--- The records ---

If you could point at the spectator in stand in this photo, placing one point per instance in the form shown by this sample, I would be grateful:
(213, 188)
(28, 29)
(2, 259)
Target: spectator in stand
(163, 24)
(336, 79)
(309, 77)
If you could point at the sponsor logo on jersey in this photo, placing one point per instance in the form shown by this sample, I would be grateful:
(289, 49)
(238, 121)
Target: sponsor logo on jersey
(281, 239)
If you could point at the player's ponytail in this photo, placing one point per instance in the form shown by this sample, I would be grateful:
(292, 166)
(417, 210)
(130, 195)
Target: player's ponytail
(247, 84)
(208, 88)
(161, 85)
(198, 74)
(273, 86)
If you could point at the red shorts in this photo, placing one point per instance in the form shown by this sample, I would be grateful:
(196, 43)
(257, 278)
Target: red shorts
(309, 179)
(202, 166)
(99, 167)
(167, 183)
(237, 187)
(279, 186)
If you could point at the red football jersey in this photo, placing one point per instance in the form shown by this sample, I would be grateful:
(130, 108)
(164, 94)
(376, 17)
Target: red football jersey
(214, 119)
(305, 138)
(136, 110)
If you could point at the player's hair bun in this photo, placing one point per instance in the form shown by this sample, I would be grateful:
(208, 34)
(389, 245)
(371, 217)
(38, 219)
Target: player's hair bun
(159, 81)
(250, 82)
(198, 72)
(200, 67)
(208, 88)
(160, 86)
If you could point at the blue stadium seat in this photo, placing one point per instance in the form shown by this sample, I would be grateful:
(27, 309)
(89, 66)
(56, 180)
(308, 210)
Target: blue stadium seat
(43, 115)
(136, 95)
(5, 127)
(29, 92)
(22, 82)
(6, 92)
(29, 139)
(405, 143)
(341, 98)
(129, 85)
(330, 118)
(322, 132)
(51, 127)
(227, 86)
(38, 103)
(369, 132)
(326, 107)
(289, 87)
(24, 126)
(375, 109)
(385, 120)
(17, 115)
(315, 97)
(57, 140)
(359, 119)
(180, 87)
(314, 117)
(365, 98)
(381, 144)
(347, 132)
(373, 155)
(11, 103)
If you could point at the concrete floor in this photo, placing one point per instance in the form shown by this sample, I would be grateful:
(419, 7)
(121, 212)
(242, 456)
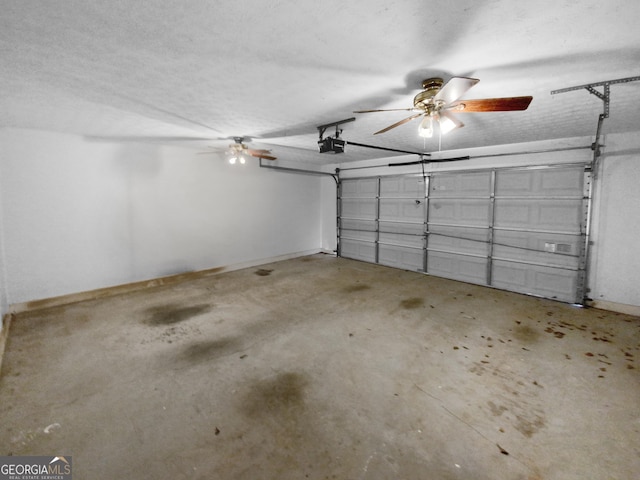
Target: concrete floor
(325, 368)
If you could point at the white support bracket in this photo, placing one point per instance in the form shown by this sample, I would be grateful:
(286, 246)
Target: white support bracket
(604, 96)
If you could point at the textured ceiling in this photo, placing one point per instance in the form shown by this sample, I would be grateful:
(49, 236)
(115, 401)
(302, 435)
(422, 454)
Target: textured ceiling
(201, 71)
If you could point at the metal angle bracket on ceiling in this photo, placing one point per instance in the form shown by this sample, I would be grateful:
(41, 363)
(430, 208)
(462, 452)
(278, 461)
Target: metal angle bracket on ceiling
(604, 96)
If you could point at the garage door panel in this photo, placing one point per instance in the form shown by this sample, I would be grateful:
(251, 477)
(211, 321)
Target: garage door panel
(401, 209)
(549, 282)
(543, 182)
(366, 187)
(475, 184)
(410, 187)
(520, 229)
(541, 248)
(459, 212)
(457, 267)
(402, 227)
(415, 241)
(366, 236)
(401, 257)
(539, 214)
(359, 208)
(470, 241)
(357, 224)
(358, 250)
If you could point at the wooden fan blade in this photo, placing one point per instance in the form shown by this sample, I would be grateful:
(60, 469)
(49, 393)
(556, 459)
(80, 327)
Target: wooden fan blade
(389, 110)
(253, 151)
(455, 88)
(505, 104)
(397, 124)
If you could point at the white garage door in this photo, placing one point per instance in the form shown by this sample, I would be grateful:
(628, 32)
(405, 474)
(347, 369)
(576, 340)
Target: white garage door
(518, 229)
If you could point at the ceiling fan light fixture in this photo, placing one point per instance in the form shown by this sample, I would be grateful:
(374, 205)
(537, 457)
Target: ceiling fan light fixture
(425, 129)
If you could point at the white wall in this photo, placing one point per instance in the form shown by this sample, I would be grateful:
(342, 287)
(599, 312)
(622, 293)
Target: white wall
(80, 215)
(616, 260)
(614, 271)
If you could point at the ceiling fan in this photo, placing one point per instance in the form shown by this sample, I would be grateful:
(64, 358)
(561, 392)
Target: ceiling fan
(239, 151)
(437, 100)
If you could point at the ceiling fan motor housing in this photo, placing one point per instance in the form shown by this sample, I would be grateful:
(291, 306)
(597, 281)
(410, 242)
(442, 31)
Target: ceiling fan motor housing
(424, 99)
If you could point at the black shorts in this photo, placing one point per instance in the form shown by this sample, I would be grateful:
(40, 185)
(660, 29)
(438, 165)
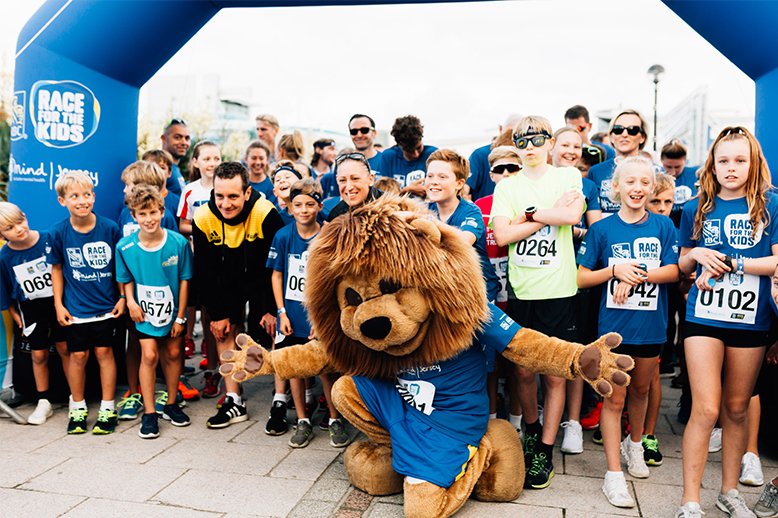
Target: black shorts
(554, 317)
(83, 337)
(41, 314)
(639, 351)
(739, 338)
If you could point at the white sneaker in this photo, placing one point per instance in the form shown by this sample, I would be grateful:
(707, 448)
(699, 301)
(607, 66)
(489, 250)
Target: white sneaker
(689, 510)
(573, 441)
(615, 489)
(751, 470)
(715, 441)
(42, 412)
(636, 462)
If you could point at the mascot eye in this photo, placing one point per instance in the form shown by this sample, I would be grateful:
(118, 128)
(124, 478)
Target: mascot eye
(353, 298)
(389, 285)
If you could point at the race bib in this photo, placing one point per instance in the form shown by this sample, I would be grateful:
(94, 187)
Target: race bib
(35, 278)
(642, 297)
(295, 278)
(540, 250)
(734, 298)
(419, 394)
(157, 304)
(500, 265)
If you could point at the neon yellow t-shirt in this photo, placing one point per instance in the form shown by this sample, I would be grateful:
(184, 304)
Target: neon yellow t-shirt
(542, 266)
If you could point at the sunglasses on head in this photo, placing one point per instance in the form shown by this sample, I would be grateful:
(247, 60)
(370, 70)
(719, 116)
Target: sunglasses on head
(631, 130)
(537, 140)
(365, 130)
(506, 168)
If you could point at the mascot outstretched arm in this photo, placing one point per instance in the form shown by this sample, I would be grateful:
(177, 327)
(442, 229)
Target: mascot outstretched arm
(398, 304)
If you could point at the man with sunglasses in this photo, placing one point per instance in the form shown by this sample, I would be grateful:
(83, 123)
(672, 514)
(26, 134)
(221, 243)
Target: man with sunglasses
(176, 140)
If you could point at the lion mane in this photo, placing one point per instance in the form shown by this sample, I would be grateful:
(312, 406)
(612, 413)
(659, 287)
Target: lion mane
(374, 241)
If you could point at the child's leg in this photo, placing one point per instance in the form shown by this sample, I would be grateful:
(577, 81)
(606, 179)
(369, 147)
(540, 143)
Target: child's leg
(741, 367)
(148, 372)
(705, 357)
(637, 395)
(610, 426)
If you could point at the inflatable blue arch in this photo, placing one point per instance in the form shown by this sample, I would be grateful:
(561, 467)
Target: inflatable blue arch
(80, 65)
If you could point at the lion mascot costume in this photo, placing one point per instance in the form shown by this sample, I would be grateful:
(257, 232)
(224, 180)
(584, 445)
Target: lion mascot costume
(398, 305)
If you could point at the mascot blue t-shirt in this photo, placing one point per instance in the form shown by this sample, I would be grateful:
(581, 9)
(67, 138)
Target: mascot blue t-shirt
(437, 414)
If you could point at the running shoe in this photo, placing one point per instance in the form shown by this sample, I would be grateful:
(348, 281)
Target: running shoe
(77, 422)
(302, 435)
(129, 407)
(228, 414)
(651, 452)
(540, 473)
(149, 426)
(592, 420)
(106, 422)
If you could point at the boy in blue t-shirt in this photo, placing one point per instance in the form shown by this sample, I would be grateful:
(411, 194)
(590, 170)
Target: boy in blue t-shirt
(288, 257)
(26, 292)
(86, 297)
(153, 267)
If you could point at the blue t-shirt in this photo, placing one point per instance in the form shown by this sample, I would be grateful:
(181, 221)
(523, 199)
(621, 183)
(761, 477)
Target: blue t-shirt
(652, 240)
(736, 299)
(265, 187)
(288, 255)
(468, 217)
(175, 183)
(128, 225)
(436, 414)
(25, 274)
(394, 165)
(157, 273)
(87, 265)
(481, 184)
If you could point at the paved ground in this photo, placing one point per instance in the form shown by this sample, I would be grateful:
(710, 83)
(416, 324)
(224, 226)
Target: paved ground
(241, 472)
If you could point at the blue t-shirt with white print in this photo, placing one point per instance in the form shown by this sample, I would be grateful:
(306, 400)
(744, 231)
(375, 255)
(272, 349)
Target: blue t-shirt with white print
(643, 321)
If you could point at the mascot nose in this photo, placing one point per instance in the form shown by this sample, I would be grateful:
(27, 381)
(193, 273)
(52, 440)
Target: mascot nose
(376, 328)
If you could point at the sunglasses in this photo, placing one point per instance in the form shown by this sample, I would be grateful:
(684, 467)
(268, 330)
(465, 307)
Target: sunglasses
(365, 130)
(631, 130)
(506, 168)
(537, 140)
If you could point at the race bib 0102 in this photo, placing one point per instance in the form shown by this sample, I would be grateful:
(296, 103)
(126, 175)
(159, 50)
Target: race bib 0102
(35, 278)
(643, 297)
(540, 250)
(734, 298)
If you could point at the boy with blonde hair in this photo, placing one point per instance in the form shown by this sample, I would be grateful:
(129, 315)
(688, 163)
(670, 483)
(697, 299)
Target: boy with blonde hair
(86, 298)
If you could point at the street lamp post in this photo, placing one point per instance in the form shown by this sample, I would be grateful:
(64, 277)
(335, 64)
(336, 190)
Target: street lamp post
(655, 71)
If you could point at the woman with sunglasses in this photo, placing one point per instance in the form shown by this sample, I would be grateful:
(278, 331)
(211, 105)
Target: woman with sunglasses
(628, 134)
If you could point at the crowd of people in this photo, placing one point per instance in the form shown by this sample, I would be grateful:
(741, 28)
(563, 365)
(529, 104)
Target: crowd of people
(578, 235)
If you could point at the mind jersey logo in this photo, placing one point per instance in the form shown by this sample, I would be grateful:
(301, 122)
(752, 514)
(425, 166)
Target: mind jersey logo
(738, 229)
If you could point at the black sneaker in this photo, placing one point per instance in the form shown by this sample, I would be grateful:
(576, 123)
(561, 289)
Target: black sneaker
(149, 426)
(175, 415)
(540, 472)
(276, 425)
(228, 414)
(651, 451)
(77, 423)
(106, 422)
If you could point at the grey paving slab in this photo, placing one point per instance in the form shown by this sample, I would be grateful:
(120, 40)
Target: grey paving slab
(18, 503)
(238, 493)
(104, 479)
(100, 508)
(20, 467)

---

**Short exercise**
Your task is to transcribe the line containing "If you could point at the mind" and every line after it, through the last line of the data, exactly as written and with nothing more.

**Finished exercise**
If you could point at the mind jersey logo in this photo, placing one point per instance in the form shown by this sample, I would be grateful:
(301, 122)
(752, 514)
(425, 166)
Target: mind jersey logo
(738, 229)
If you could point at the black sneaker in this photo, placing one point per instance in the form shown by this sample, I would be grateful:
(576, 123)
(561, 289)
Target: black sneaker
(149, 426)
(175, 415)
(540, 472)
(276, 425)
(228, 414)
(651, 451)
(77, 423)
(106, 422)
If you could point at the grey paving slab in this photo, placing one point per instance in the form shown by this sample, I would be grateful:
(120, 40)
Target: grey paving slab
(18, 503)
(238, 493)
(104, 479)
(100, 508)
(20, 467)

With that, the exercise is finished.